* **YANG DIMINTA**
Kumpulkan semua baris dalam catatan di bawah ini yang memuat kata "snow", dengan membedakan huruf kapital dan huruf kecil.

★ ★ ★ ★ ★ ★ ★

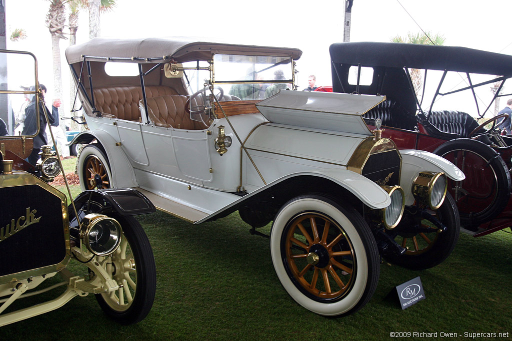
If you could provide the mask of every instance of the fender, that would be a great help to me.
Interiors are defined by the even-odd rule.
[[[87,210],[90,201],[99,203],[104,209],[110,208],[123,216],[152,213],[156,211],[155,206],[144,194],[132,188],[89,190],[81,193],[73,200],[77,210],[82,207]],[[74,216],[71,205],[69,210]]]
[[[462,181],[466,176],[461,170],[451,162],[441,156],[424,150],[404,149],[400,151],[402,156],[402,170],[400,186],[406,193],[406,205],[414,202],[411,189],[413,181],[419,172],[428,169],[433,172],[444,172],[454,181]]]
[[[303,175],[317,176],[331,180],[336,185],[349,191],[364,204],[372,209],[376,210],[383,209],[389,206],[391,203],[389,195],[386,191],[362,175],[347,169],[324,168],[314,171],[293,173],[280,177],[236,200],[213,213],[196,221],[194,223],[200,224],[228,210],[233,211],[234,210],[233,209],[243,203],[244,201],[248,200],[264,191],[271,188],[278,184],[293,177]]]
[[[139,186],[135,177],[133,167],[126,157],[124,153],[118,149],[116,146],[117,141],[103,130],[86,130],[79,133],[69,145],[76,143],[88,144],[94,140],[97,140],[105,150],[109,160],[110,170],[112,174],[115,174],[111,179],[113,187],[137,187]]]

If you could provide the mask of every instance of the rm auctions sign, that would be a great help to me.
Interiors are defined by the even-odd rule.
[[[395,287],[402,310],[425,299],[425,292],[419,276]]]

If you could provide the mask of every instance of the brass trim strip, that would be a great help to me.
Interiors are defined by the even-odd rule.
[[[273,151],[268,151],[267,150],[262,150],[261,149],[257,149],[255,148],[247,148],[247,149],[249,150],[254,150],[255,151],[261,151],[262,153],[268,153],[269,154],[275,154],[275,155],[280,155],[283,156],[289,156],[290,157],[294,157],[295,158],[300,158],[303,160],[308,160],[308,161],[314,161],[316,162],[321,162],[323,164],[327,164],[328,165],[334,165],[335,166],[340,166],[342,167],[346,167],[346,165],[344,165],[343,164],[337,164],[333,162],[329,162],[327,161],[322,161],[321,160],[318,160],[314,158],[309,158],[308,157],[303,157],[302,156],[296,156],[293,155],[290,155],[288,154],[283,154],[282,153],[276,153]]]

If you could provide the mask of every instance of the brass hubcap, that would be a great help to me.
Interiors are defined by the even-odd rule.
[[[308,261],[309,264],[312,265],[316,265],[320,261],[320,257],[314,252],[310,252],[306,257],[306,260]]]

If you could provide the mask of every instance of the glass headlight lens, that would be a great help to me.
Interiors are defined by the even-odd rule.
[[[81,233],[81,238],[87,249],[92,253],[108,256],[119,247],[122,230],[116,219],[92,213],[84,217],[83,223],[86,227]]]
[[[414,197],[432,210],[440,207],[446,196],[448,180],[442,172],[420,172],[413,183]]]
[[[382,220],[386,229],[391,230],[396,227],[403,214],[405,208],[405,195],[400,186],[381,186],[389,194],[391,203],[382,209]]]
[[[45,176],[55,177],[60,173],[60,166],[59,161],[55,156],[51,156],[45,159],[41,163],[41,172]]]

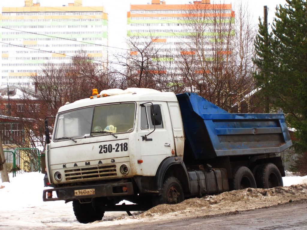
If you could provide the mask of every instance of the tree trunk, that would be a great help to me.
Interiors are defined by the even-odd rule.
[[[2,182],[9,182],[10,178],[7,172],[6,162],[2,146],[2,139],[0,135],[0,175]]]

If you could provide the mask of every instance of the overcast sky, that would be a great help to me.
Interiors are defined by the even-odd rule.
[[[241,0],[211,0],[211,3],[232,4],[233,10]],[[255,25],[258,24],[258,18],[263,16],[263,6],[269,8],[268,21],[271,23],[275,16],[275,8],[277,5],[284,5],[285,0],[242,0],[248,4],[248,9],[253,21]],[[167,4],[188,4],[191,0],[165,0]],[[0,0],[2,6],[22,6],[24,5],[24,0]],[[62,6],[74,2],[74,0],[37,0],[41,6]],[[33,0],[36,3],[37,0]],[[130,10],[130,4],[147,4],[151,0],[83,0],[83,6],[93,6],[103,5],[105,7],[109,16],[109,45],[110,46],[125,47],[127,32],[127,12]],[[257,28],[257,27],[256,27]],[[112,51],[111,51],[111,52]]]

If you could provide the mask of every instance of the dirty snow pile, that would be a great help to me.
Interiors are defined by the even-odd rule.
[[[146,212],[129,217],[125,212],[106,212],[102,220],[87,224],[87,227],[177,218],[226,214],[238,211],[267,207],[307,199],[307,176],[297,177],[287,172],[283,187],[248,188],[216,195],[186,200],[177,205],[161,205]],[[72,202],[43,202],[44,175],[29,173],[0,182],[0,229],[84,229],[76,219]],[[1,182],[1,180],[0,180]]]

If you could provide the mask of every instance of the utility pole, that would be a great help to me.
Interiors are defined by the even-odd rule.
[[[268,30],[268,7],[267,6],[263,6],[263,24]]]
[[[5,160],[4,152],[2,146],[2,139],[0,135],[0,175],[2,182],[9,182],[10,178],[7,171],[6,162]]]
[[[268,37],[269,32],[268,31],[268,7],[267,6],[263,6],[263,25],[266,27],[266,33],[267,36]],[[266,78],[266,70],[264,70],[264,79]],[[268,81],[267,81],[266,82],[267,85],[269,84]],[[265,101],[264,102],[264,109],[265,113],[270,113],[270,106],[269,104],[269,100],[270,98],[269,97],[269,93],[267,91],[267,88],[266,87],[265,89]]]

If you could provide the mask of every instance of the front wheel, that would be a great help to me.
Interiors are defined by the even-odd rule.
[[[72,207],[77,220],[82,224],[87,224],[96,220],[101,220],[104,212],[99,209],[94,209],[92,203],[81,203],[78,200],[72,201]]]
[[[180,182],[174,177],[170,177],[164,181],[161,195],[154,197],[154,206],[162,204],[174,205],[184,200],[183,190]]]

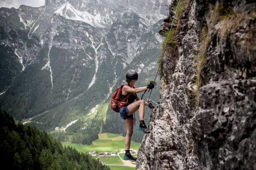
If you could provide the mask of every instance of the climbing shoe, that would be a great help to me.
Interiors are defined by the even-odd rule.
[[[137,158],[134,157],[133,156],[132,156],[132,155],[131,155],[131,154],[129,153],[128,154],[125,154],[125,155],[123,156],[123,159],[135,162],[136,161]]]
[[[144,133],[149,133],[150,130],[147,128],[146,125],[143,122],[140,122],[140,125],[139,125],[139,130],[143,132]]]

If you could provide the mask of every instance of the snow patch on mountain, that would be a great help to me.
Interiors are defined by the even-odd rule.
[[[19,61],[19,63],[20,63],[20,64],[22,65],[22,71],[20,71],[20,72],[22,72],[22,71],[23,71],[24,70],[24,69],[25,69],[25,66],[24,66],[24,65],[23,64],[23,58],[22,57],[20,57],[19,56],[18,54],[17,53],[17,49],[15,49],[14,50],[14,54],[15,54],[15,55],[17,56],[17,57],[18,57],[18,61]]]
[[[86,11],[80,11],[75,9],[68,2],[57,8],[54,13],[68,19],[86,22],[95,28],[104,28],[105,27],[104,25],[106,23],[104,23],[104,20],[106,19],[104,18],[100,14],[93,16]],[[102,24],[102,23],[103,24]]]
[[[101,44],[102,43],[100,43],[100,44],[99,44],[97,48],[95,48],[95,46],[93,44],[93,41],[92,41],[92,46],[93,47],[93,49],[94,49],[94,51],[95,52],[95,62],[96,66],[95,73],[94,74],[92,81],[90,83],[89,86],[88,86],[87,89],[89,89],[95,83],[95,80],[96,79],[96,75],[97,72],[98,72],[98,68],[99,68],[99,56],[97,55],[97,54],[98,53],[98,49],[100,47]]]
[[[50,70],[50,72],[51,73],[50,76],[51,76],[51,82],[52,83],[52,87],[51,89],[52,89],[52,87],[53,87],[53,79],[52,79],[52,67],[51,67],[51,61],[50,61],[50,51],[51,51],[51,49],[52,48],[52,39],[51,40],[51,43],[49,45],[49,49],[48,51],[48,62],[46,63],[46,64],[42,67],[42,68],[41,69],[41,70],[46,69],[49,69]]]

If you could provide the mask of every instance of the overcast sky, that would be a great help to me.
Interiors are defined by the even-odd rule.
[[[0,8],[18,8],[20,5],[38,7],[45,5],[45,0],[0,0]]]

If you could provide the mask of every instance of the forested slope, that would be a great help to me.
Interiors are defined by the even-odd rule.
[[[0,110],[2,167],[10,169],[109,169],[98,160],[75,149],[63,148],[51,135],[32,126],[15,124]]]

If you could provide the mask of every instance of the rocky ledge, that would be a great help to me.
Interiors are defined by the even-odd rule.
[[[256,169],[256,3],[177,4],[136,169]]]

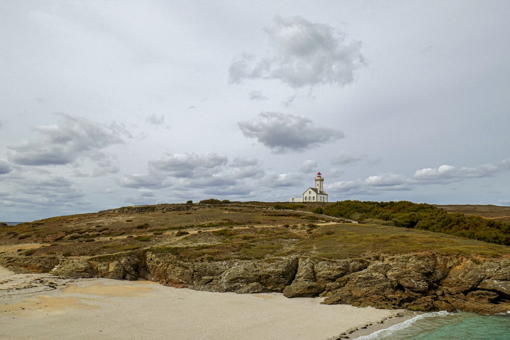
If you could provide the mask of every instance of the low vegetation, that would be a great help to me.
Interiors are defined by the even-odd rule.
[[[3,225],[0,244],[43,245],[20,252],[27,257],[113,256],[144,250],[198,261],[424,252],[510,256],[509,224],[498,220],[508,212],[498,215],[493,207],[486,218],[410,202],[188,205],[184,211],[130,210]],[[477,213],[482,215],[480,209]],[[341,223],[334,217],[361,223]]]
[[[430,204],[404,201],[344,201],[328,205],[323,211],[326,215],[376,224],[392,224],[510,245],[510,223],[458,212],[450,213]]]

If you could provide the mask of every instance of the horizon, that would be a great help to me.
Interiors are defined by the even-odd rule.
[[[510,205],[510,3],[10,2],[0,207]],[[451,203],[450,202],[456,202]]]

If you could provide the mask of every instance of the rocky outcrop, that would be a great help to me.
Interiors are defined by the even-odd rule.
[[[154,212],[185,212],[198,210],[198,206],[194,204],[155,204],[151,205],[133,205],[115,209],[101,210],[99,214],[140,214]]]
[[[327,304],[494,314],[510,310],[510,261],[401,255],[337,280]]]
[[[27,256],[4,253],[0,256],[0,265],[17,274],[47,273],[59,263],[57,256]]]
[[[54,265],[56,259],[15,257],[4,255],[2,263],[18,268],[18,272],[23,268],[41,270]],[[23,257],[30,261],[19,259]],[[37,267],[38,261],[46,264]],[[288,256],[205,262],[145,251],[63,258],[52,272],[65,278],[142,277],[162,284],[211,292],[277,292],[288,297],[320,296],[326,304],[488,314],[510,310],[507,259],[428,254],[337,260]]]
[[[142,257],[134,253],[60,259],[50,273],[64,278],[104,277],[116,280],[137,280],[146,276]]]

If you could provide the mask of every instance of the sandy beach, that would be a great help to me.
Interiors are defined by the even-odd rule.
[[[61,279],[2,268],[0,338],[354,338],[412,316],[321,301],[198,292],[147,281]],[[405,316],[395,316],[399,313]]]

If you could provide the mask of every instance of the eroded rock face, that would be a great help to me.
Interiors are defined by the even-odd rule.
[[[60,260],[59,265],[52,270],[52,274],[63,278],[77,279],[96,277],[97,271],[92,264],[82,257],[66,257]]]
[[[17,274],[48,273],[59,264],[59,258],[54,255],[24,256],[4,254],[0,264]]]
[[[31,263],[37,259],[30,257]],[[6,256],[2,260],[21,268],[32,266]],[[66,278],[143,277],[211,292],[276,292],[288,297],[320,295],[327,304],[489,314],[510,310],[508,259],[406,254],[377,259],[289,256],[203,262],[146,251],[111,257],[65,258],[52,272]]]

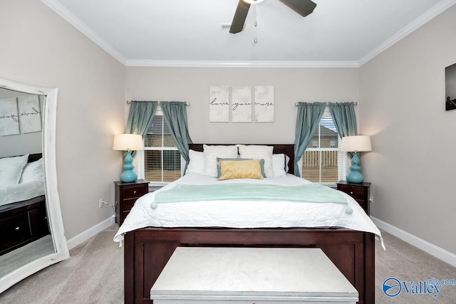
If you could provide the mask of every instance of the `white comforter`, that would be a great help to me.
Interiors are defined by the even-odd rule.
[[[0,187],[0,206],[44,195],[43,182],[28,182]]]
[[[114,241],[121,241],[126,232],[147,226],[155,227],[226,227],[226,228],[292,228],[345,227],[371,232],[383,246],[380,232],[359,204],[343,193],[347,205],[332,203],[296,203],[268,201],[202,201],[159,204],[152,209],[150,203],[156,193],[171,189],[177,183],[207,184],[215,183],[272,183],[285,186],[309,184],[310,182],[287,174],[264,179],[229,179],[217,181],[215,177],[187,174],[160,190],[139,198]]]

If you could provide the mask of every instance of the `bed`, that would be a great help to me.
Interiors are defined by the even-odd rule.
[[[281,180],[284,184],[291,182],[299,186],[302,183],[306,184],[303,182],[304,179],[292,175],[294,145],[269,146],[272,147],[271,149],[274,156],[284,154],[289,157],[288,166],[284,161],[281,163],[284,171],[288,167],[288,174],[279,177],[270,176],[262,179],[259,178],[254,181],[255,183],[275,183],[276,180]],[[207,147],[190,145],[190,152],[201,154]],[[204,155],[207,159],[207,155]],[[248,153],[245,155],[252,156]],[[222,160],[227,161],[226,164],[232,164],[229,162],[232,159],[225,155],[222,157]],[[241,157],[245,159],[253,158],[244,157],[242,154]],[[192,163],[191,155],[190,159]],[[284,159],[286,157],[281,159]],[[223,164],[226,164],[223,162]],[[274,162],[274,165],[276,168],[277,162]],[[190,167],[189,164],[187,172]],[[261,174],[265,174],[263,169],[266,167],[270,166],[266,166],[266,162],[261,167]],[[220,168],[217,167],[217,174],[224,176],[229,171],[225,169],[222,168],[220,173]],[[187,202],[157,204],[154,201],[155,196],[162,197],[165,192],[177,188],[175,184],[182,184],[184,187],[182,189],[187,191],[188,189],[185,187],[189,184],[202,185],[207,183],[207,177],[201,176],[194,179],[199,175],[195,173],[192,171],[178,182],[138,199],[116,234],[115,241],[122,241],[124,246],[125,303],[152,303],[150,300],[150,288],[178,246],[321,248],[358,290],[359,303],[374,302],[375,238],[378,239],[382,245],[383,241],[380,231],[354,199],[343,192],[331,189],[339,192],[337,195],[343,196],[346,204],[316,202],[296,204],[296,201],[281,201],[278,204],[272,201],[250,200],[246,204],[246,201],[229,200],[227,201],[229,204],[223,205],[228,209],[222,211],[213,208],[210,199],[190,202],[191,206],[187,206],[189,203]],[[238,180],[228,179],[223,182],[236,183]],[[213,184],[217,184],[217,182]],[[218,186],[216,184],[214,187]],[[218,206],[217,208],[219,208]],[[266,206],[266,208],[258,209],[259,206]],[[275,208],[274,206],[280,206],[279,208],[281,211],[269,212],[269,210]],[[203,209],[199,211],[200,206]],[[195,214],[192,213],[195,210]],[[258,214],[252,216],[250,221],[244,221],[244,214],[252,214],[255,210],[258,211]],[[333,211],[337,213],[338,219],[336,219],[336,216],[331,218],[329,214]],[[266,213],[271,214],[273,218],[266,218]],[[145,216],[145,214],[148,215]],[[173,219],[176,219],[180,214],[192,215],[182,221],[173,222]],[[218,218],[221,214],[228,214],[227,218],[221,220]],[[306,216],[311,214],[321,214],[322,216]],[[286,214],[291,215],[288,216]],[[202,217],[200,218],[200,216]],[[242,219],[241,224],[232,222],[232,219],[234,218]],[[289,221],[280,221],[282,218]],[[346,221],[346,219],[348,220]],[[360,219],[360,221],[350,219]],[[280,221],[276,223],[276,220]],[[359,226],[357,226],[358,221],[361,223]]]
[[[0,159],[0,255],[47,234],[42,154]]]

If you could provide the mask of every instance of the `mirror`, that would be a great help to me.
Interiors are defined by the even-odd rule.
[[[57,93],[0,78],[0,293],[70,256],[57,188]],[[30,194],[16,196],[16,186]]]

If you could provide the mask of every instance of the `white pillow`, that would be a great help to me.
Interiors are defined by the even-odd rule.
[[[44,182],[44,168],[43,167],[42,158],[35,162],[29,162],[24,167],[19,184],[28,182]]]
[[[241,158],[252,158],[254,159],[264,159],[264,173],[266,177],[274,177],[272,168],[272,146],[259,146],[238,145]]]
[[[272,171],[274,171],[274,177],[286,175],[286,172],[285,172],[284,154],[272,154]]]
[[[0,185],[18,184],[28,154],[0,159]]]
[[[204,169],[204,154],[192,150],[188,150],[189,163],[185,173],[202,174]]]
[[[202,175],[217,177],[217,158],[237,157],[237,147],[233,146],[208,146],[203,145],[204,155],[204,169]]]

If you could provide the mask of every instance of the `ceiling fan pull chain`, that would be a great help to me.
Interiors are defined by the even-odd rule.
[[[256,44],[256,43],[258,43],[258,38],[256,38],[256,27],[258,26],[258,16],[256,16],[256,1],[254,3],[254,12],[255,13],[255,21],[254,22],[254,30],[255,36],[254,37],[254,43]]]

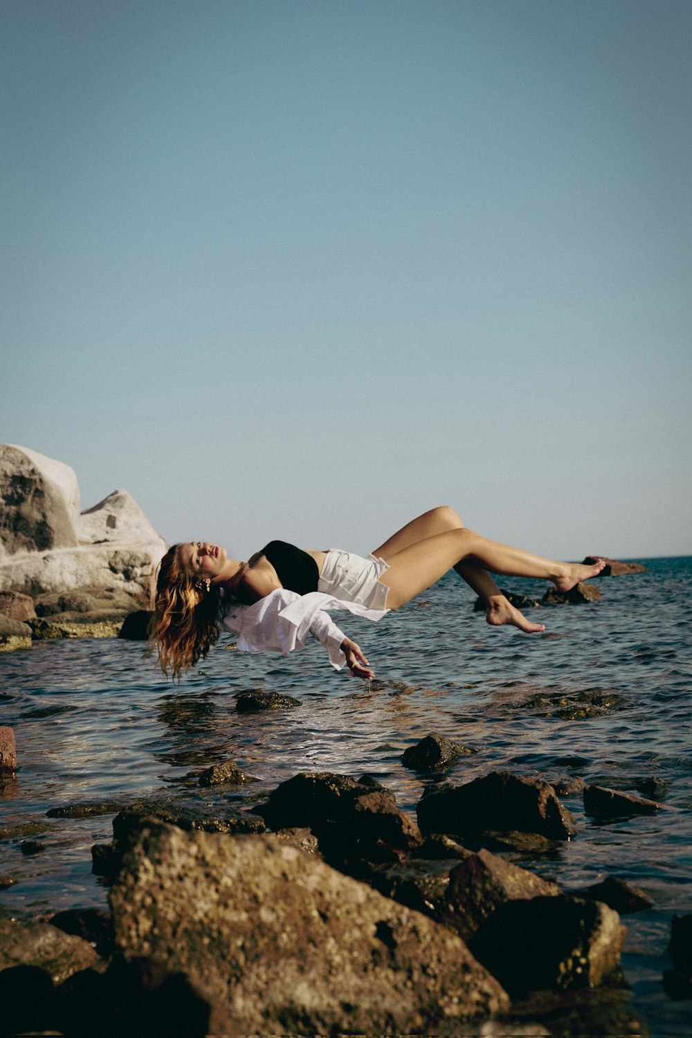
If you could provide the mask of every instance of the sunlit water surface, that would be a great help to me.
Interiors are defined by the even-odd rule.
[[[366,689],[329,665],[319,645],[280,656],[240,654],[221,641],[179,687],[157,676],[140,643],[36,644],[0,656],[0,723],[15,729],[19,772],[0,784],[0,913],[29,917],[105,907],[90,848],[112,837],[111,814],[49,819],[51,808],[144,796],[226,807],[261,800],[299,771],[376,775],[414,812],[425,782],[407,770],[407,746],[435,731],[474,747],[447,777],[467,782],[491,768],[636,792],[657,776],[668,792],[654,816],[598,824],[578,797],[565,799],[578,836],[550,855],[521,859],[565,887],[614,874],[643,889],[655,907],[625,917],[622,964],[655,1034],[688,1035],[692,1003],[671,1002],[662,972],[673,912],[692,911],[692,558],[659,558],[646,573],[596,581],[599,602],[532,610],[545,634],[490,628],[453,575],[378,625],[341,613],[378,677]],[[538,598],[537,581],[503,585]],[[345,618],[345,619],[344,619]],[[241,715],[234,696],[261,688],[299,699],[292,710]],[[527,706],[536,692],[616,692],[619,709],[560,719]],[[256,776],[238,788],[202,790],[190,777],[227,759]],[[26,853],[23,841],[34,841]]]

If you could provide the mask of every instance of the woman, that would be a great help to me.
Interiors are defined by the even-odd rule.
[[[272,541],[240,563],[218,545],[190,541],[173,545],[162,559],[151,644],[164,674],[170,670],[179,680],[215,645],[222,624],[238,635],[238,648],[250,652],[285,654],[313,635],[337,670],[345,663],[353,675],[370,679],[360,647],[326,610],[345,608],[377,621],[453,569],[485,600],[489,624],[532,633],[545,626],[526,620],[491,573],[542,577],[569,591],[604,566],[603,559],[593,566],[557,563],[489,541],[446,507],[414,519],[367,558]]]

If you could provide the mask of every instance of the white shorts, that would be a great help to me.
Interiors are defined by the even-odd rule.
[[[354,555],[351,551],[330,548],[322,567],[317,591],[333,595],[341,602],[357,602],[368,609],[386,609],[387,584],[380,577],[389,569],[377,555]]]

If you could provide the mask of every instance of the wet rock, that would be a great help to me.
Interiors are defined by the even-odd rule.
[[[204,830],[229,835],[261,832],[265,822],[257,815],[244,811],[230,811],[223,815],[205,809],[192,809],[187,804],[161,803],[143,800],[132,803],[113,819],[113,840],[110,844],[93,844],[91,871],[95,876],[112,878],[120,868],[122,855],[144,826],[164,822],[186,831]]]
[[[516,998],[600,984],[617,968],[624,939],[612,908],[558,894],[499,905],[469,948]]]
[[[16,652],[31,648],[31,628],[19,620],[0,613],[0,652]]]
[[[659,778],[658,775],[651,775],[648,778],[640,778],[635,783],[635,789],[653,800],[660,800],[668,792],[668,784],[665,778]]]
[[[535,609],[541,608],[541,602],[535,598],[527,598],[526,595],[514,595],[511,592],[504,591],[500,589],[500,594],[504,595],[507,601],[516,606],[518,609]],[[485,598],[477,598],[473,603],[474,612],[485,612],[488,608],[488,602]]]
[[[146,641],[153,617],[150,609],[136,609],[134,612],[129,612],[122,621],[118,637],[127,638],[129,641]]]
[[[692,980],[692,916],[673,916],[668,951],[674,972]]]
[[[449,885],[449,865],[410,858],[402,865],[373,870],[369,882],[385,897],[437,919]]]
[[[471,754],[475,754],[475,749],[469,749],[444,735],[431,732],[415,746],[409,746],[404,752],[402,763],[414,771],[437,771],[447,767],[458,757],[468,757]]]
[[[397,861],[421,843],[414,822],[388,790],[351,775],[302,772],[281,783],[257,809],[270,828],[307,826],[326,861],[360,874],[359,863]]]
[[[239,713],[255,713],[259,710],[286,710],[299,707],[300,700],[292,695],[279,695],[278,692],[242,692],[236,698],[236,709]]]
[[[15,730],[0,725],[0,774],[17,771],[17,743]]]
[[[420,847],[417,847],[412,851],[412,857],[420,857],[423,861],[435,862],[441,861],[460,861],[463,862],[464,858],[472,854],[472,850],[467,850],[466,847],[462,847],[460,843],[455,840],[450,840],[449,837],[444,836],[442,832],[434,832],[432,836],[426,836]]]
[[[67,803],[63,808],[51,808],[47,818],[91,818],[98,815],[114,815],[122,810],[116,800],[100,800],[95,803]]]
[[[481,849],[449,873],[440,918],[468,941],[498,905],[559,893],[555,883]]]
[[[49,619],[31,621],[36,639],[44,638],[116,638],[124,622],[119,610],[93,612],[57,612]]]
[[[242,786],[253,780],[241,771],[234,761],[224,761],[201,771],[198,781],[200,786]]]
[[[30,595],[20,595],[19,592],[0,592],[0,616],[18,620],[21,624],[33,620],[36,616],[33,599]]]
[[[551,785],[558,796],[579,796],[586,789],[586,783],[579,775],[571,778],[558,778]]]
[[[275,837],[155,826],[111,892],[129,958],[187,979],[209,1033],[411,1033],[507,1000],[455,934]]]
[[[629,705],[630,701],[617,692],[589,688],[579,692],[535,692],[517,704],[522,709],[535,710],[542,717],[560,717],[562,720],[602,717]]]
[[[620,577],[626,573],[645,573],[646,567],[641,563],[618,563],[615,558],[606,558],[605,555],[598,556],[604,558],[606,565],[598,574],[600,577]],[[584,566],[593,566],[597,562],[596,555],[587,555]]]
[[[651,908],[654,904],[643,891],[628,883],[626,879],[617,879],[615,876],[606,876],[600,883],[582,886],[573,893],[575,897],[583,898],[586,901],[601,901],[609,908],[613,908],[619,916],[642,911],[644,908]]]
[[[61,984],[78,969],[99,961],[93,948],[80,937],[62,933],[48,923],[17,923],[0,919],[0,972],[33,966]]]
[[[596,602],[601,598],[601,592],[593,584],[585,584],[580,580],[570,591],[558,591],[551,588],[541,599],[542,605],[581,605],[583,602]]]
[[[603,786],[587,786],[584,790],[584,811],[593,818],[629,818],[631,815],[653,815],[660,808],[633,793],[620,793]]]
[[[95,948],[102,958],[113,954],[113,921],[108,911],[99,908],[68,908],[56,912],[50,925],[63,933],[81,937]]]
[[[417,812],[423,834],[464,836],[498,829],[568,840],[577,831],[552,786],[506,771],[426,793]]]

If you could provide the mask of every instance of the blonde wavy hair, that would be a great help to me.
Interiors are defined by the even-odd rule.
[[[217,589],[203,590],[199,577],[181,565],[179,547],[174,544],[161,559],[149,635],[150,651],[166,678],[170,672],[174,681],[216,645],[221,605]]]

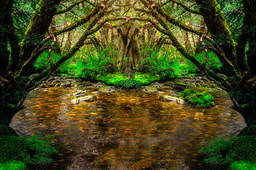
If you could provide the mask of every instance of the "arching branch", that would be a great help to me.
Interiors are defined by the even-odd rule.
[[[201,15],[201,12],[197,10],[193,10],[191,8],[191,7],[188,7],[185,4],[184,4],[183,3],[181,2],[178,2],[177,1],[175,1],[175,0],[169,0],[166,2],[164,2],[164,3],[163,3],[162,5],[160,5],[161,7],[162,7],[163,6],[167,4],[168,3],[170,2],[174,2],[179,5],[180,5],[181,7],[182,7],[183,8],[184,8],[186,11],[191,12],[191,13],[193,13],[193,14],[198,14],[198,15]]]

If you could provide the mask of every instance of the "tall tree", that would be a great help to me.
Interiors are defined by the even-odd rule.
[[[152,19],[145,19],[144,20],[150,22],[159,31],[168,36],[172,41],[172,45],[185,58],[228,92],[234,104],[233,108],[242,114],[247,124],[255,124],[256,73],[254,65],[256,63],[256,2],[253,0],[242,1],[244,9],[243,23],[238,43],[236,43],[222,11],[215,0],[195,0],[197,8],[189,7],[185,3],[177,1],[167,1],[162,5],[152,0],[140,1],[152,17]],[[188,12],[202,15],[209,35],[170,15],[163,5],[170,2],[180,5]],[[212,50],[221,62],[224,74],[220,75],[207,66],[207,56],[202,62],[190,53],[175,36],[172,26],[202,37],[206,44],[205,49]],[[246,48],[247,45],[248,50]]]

★ ★ ★ ★ ★ ★ ★

* **JAWABAN YANG DIHARAPKAN**
If you could provide the mask of every instance of the dirty snow pile, that would be a great help to me.
If you could provide the mask of every instance of the snow patch on mountain, that would be a great help to me.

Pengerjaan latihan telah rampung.